Copy the data exactly, keeping every line intact.

Start of Block

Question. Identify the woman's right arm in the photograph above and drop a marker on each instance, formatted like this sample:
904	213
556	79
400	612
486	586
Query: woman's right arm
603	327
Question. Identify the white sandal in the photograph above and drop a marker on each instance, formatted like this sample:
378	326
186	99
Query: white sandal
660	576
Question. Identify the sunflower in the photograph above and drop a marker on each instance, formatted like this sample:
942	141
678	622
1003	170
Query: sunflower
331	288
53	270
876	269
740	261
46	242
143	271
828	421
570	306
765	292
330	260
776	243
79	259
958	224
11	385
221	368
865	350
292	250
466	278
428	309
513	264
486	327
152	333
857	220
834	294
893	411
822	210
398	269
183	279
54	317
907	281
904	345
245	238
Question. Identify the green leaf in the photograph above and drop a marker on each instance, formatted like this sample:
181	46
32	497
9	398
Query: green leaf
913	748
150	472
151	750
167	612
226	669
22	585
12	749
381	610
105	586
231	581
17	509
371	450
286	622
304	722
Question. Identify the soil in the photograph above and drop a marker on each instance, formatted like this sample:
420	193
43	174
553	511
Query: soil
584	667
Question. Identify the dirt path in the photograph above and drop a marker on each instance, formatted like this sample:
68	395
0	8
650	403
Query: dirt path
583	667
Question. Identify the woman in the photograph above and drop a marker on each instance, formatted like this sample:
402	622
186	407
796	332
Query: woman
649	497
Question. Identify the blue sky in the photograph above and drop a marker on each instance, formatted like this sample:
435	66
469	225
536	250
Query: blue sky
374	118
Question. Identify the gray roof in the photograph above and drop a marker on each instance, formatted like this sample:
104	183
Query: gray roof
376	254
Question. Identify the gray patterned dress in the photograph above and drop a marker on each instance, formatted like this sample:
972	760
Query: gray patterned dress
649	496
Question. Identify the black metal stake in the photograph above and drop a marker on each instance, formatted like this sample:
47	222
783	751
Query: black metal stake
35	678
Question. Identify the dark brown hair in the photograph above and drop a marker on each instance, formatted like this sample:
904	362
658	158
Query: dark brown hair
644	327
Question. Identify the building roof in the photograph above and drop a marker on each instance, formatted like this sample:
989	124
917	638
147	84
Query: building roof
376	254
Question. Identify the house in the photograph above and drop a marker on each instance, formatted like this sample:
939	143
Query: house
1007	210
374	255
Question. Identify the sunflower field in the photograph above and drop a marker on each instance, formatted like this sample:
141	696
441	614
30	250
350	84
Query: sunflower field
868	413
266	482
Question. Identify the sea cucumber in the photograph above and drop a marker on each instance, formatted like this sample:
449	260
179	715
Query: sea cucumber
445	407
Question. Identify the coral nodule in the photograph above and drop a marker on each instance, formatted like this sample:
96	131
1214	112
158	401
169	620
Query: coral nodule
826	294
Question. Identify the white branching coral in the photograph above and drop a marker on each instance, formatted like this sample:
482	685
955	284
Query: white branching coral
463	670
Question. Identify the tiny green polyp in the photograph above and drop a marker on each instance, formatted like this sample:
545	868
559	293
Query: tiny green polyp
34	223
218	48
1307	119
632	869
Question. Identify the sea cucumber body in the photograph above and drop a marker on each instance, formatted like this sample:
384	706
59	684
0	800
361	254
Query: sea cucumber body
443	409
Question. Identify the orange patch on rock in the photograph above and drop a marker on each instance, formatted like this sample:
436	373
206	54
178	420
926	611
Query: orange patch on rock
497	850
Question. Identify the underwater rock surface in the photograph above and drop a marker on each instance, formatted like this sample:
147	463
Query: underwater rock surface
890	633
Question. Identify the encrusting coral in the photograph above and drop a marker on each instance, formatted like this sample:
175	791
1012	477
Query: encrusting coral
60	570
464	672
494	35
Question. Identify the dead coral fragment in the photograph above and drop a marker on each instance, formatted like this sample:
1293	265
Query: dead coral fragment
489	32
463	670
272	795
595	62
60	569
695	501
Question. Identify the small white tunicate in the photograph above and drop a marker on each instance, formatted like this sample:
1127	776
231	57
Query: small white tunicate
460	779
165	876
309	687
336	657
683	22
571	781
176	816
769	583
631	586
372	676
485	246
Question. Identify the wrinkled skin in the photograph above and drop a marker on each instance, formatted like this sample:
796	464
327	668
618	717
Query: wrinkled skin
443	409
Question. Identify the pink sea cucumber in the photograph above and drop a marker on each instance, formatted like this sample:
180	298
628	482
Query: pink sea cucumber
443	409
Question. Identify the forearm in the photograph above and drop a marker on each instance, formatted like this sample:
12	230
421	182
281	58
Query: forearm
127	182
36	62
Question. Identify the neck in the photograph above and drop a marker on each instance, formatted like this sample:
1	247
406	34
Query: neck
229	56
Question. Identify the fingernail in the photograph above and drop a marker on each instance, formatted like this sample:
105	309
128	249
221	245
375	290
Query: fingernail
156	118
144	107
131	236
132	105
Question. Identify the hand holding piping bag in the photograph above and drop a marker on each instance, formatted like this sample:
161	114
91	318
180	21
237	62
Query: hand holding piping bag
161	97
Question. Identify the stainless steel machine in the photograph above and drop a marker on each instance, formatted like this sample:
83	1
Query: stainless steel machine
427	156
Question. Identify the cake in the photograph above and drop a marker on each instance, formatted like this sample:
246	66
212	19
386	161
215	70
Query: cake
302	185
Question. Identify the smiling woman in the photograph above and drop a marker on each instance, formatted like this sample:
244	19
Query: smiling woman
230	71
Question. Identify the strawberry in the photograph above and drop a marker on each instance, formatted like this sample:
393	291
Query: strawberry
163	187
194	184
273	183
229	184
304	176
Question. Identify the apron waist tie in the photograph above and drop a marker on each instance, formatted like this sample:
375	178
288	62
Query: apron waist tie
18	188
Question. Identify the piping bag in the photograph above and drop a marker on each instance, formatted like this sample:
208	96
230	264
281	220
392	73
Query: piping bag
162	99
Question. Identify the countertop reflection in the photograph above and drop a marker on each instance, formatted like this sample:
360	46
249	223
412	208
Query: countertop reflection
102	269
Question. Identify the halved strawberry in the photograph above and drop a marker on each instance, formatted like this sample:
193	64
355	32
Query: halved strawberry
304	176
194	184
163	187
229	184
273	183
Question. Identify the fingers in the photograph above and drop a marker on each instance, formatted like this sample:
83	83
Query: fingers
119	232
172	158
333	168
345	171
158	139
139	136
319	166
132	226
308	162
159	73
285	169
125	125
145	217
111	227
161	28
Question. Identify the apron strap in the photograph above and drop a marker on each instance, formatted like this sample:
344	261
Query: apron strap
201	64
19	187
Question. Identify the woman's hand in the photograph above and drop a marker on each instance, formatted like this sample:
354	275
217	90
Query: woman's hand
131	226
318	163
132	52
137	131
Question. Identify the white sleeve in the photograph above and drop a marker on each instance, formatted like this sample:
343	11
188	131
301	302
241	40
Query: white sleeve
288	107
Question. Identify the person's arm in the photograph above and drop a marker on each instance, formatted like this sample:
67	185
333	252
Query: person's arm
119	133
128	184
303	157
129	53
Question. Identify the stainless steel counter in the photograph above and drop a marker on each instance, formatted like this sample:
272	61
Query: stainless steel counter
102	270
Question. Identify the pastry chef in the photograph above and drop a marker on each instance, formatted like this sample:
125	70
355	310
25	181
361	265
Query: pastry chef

End of Block

• [EXPECTED ANSWER]:
Question. Identify the woman's right arm in the photograph above and drop a marker on each instance, formatted like this sample:
904	213
556	79
400	612
486	586
Query: woman's right arm
603	327
Question. Identify the white sandal in the photograph above and drop a marker on each instance, formatted like this sample:
378	326
186	99
Query: white sandal
660	576
Question. Identify the sunflower in the photograph above and drop a marker on each instance, formatted like this sample:
942	141
678	622
1003	170
Query: sunflower
331	288
53	270
876	269
740	261
46	242
143	271
828	421
570	306
765	292
330	260
776	243
79	259
958	224
11	385
221	368
865	350
292	250
466	278
428	309
513	264
486	327
152	333
857	220
834	294
893	411
822	210
398	269
183	279
54	317
907	281
904	345
245	238
Question. Identify the green leaf in the photograph above and drop a marker on each instance, formatted like this sample:
181	46
32	497
9	398
Query: green leaf
913	748
150	472
151	750
167	612
226	669
22	585
12	749
381	610
105	586
231	581
17	509
371	450
286	622
304	722
Question. Identify the soil in the photograph above and drop a marker on each instance, formatted like this sample:
420	193
43	174
553	511
Query: soil
584	667
Question. Identify the dirt path in the photograph above and drop a marker on each instance, formatted like this sample:
68	395
0	8
650	403
Query: dirt path
583	667
Question. Identify the woman in the photograph above and drop a marker on each instance, formatted like this sample:
402	622
186	407
796	332
Query: woman
649	497
Question. Identify the blue sky in the photograph above and drop a marker on each instance, formatted like this sample:
435	66
469	225
536	250
Query: blue sky
374	118
Question. Identify the gray roof in the photograph above and drop a marker on each instance, formatted like this sample:
104	183
Query: gray roof
376	254
Question. Identify the gray patterned dress in the photograph above and drop a marker on each instance, formatted like this sample:
972	760
Query: gray patterned dress
649	496
Question. Identify the black metal stake in the photograph above and drop a marker on each instance, formatted like this sample:
47	222
783	751
Query: black metal stake
35	678
Question. Identify the dark brown hair in the photograph above and drop a marker on each instance, formatted like this sample:
904	362
658	158
Query: dark brown hair
644	327
Question. Identify the building roof in the photograph above and drop a marker on each instance, formatted like this sample:
989	124
917	638
147	84
Query: building roof
376	254
Question. Identify the house in the photograph above and drop a marker on each instance, formatted like this sample:
939	143
Query: house
1007	210
374	255
Question. Identify the sunflower field in the photograph above and drop a marker on each instance, formatted like this sample:
141	696
441	614
30	250
350	84
Query: sunflower field
868	413
266	482
Question. Identify the sea cucumber in the photograph above and drop a marker on each instance, formatted like this sample:
449	260
179	715
Query: sea cucumber
445	407
Question. Identify the coral nodule in the photograph above and drop a marker on each instance, formatted like this sample:
96	131
1214	112
158	401
169	620
Query: coral nodule
826	294
Question. Identify the white branching coral in the photograph above and drop a marker on each instance, formatted like this sample:
482	685
955	284
Query: white branching coral
463	670
Question. Identify the tiny green polyp in the photograph above and drop a marker on each instance, formatted like this sample:
545	868
559	293
Query: tiny green polyp
34	223
218	48
1307	119
632	869
Question. Identify the sea cucumber body in the photograph above and drop a marker on each instance, formatted like this sample:
384	706
59	684
0	800
361	254
Query: sea cucumber body
443	409
Question. Identify the orange patch on rock in the photograph above and drop a marker on each instance, formatted like this sample:
436	373
206	54
178	420
926	611
Query: orange patch on rock
497	850
Question. Identify the underwater rock surface in the photograph above and drop a marker on each instance, formatted like this sample:
147	463
Query: underwater rock surface
890	633
Question. Identify the encrusting coral in the photograph above and drop a marker on each instance, formatted like this sample:
175	791
1012	477
Query: encrusting coral
60	570
464	672
494	35
Question. Identify the dead coral fragment in the photograph above and drop a marker on each instance, formatted like this sample:
1293	265
Query: dead coral fragment
489	32
463	670
272	795
595	62
60	569
695	501
Question. Identify the small white tunicate in the photograph above and drop a marker on each instance, formatted like this sample:
1127	776
231	57
Query: small white tunicate
460	779
165	876
309	687
336	657
683	22
571	781
176	816
769	583
631	586
372	676
485	246
Question. Identify the wrinkled skin in the photograph above and drop a marker on each instance, formatted like this sample:
796	464
327	668
618	717
Query: wrinkled skin
443	409
Question. Identify the pink sea cucumber in the photograph above and drop a marker on each instance, formatted like this sample:
180	298
628	482
Query: pink sea cucumber
443	409
Question. Identify the forearm in the photograph above and drop a marker on each instance, formatted like this sample:
12	230
421	182
281	58
Query: forearm
127	182
36	62
Question. Identify the neck in the photograph above and drop a marker on each instance, formatted like this sample:
1	247
406	34
Query: neck
229	56
Question. Identify the fingernail in the photograph above and drop a marker on each instance, formatted like this sample:
105	309
128	249
221	245
375	290
Query: fingernail
156	118
144	107
131	236
132	105
Question. Identify the hand holding piping bag in the photograph above and drop a marker on each instance, formatted like this sample:
161	114
91	318
180	21
237	62
Query: hand holding piping bag
161	97
Question. Identify the stainless steel machine in the photograph above and drop a marker on each instance, formatted like this sample:
83	1
Query: stainless steel machine
427	156
Question. Identify the cake in the photograph above and drop a marker on each instance, formatted like this sample:
246	66
212	19
386	161
215	70
Query: cake
302	185
Question. Identify the smiling woman in the photograph above and drop a marker on each instance, formatted like this sample:
244	19
Query: smiling woman
230	71
Question. Identify the strawberry in the photograph above and drop a marker on each instance, formatted like this sample:
393	291
Query: strawberry
163	187
194	184
273	183
229	184
304	176
Question. Identify the apron waist tie in the photograph above and drop a marker on each instance, formatted like this sample:
375	178
288	62
Query: apron waist tie
18	188
Question. Identify the piping bag in the photograph above and drop a marker on each instance, formatted like this sample:
208	96
230	264
281	220
392	73
Query: piping bag
162	99
Question. Identify the countertop reflection in the photograph above and drop a marker on each instance, formatted like this sample:
360	46
249	223
412	208
Query: countertop reflection
102	269
Question. Identify the halved strawberry in the photograph above and drop a marker on each instance, formatted like this sample:
193	64
355	32
Query: halved strawberry
304	176
194	184
163	187
229	184
273	183
Question. Identify the fingers in the photograph above and drop a marker on each instance, formatted like this sample:
83	83
Query: fingers
119	232
172	158
333	168
345	171
158	139
139	136
319	166
132	226
308	162
159	73
285	169
125	125
145	217
111	227
161	28
Question. Identify the apron strap in the photograph above and drop a marker on each instance, formatted like this sample:
344	261
Query: apron strap
201	64
19	187
Question. Identify the woman's hand in the photograph above and drop a marker on each instance, formatted like this sample:
354	275
217	90
Query: woman's hand
131	226
318	163
132	52
137	131
Question. Identify the white sleeve in the photograph above and drop a marker on each instance, formatted like this sample:
343	11
188	131
301	302
241	40
Query: white sleeve
288	107
Question. Identify the person's arm in the photograph above and drop a marker on each instance, formatted like this sample:
67	185
333	252
Query: person's arm
119	133
128	184
303	157
129	53
Question. Identify the stainless steel counter in the photograph above and drop a marker on each instance, formatted like this sample:
272	61
Query: stainless steel counter
102	270
Question. Identify the pastry chef in the photograph above and drop a marker on each instance, formatted like this sample:
125	70
355	310
25	181
361	265
Query: pastry chef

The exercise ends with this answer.